▶ [Stored data entries]:

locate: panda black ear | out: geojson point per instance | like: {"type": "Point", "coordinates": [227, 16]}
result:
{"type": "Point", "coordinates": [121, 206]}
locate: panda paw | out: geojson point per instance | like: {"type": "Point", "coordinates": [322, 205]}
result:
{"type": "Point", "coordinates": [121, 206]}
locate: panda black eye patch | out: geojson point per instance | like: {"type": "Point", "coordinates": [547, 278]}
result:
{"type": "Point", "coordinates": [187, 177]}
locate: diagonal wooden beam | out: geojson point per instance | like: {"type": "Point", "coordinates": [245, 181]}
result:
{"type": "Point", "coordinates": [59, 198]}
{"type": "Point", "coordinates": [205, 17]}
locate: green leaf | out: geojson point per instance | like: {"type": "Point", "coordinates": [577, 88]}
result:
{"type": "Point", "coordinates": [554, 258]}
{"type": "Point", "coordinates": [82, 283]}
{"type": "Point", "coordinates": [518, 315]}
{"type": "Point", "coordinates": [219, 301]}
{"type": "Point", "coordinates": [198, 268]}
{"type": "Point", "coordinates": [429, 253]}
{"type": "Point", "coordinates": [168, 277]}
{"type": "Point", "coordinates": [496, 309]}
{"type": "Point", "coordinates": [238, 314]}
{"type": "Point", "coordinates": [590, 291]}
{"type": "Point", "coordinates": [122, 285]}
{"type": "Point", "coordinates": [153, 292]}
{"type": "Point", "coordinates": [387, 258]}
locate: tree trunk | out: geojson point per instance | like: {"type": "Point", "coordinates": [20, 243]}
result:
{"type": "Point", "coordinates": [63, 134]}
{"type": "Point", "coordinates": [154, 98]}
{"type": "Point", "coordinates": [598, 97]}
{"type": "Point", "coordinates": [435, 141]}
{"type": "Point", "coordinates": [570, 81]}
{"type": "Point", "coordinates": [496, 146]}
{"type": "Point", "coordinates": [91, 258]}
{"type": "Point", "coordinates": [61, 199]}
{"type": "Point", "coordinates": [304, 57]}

▶ [TASK DIRECTIONS]:
For each line above that holds the string "like", provide a copy of that line.

▶ [SOLVED PROBLEM]:
locate: panda black ear | out: geojson point per instance | like: {"type": "Point", "coordinates": [227, 16]}
locate: panda paw | out: geojson point per instance | like: {"type": "Point", "coordinates": [322, 205]}
locate: panda black eye patch | out: geojson point per instance | like: {"type": "Point", "coordinates": [547, 278]}
locate: diagonal wooden beam | out: geojson point per instance | like: {"type": "Point", "coordinates": [245, 181]}
locate: green leaf | out: geojson point per instance | like: {"type": "Point", "coordinates": [577, 88]}
locate: tree trunk | out: geojson point per instance | like: {"type": "Point", "coordinates": [20, 243]}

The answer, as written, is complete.